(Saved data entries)
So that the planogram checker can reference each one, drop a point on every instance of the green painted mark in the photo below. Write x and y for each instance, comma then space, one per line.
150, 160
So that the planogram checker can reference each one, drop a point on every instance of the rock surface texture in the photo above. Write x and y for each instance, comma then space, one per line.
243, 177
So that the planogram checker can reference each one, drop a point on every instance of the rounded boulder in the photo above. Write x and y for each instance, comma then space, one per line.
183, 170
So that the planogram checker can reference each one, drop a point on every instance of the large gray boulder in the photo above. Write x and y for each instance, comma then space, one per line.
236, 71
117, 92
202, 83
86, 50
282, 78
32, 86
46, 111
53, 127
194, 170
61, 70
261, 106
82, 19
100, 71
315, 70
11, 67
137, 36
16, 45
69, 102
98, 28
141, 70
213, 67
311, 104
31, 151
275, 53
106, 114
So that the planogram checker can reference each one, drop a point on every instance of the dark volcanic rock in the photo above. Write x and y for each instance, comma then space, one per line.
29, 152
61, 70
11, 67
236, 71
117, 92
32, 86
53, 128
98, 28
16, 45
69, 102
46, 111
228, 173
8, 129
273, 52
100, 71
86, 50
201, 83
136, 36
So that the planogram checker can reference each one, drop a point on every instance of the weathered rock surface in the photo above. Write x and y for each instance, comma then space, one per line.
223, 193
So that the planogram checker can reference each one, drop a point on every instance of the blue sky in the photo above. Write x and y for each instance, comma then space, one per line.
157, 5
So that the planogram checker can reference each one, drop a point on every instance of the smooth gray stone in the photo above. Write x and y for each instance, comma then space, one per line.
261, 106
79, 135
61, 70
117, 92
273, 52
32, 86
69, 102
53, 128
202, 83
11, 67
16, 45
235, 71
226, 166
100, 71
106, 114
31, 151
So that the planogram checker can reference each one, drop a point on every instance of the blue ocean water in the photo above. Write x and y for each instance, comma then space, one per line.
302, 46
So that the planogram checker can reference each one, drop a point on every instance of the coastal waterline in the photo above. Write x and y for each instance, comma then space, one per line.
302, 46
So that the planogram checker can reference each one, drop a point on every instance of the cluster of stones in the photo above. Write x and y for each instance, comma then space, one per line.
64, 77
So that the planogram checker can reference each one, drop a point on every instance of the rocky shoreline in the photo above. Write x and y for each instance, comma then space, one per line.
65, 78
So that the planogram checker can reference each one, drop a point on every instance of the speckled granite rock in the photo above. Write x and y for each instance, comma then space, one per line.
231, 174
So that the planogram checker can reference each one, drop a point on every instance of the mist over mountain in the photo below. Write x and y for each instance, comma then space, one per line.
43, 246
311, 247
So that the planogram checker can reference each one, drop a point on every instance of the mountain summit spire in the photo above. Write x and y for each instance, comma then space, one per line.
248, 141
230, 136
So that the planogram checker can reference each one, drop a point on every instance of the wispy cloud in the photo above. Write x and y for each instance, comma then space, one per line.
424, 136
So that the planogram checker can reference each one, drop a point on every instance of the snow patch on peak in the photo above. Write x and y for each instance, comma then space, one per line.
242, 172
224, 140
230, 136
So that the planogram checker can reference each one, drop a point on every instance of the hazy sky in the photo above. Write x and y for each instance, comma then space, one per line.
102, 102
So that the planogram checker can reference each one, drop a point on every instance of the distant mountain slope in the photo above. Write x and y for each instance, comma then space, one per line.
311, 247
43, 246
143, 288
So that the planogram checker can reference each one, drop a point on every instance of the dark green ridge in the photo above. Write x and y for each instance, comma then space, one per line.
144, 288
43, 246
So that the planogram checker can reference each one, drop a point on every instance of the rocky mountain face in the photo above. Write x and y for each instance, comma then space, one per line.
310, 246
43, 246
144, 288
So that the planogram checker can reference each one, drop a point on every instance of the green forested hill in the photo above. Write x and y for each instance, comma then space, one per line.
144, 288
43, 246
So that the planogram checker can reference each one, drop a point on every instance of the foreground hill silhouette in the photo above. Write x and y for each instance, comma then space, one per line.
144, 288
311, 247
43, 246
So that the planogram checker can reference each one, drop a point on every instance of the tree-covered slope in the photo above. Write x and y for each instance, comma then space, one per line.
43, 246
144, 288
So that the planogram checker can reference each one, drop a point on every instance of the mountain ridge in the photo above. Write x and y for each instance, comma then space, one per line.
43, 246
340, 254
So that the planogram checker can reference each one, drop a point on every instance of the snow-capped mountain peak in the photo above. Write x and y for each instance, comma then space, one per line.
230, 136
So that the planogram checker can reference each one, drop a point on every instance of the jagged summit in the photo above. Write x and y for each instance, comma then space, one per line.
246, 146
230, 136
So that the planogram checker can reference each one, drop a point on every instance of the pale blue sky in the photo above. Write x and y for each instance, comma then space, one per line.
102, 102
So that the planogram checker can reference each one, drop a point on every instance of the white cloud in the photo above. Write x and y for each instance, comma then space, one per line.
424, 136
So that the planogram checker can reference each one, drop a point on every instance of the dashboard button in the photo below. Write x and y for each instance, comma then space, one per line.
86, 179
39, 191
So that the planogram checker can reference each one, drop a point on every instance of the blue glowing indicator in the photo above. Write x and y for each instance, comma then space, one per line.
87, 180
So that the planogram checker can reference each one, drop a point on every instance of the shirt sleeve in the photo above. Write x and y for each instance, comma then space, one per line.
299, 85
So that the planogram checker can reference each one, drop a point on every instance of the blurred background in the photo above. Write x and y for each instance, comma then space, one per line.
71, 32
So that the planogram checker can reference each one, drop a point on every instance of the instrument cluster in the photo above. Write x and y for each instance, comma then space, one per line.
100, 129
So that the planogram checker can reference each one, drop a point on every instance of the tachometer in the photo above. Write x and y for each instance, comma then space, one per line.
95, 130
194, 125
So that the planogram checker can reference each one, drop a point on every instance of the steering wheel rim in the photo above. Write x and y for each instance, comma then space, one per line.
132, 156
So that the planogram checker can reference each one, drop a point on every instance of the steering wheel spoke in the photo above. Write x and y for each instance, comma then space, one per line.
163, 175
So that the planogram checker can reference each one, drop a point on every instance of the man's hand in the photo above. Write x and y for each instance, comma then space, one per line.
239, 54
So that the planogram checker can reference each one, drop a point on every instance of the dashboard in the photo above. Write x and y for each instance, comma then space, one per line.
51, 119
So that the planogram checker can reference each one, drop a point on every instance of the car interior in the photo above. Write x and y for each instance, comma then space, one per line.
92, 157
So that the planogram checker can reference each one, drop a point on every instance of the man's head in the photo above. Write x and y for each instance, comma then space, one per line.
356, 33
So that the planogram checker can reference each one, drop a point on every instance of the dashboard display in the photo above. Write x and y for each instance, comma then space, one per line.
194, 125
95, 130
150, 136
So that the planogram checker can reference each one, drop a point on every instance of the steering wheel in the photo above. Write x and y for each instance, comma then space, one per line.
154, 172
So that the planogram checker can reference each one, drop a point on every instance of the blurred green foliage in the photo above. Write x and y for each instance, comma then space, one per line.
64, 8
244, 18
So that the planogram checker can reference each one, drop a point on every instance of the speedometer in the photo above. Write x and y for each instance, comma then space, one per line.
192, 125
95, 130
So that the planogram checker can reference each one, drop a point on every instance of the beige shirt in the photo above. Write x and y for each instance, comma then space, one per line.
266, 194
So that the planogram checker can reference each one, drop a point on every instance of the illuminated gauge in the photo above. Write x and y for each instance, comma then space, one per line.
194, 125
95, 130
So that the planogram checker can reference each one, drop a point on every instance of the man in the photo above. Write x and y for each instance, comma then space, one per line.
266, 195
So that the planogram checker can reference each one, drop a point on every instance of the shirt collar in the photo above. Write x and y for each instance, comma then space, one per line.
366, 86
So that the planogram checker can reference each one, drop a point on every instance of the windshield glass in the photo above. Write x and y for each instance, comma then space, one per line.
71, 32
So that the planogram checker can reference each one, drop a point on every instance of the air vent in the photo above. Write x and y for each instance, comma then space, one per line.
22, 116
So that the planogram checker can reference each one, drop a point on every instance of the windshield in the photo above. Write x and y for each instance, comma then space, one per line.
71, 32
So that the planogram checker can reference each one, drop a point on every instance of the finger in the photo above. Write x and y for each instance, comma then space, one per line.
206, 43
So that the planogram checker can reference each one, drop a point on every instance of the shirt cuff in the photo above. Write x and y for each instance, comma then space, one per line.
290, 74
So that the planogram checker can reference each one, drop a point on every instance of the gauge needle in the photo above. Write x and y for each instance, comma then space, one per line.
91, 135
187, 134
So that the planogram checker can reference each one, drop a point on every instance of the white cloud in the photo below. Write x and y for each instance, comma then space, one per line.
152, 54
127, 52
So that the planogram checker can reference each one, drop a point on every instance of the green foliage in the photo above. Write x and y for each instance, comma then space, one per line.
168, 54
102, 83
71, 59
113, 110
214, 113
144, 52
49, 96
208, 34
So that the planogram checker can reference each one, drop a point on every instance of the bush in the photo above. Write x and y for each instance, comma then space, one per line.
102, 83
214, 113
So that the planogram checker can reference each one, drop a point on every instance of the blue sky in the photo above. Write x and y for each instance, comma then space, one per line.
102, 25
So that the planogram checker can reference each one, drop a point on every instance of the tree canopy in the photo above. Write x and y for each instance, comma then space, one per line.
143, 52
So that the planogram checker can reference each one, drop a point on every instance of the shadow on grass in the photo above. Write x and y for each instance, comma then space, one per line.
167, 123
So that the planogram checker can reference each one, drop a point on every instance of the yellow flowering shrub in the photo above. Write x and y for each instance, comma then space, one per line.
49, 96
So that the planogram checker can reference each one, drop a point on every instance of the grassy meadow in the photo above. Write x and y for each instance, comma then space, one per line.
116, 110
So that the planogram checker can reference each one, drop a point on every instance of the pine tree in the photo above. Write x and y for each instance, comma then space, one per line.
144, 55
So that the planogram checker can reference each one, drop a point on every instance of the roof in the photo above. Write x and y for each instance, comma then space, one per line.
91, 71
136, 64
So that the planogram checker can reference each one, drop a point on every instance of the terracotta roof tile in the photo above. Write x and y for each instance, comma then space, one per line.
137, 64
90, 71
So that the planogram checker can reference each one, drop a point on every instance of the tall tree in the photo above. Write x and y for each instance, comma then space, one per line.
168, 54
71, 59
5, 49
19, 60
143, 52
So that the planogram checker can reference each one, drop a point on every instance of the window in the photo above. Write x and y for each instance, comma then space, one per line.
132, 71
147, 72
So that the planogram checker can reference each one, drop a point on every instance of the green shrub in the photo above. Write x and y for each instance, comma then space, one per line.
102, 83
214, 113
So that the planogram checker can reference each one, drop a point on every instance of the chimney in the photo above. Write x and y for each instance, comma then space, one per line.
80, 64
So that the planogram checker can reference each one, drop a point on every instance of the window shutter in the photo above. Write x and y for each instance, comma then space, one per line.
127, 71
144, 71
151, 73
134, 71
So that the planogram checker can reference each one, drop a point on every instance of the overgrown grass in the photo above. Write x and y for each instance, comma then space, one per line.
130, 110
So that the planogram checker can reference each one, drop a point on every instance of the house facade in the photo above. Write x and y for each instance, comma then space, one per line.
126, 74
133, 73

• [GOAL OF THE EXERCISE] Only the lines from the one that holds "of the overgrown" through the end of the records should appear in the answer, each restated exactly.

• [ANSWER SECTION]
So that the planogram checker can reference each one, drop a point on every instance of the overgrown grass in the photo above. Write x and y for each instance, comma then space, one per line.
130, 110
So that the planogram checker can reference each one, drop a point on every instance of the house facade in the photo above. Write x and y for each instance, comma then space, one per line.
126, 74
133, 73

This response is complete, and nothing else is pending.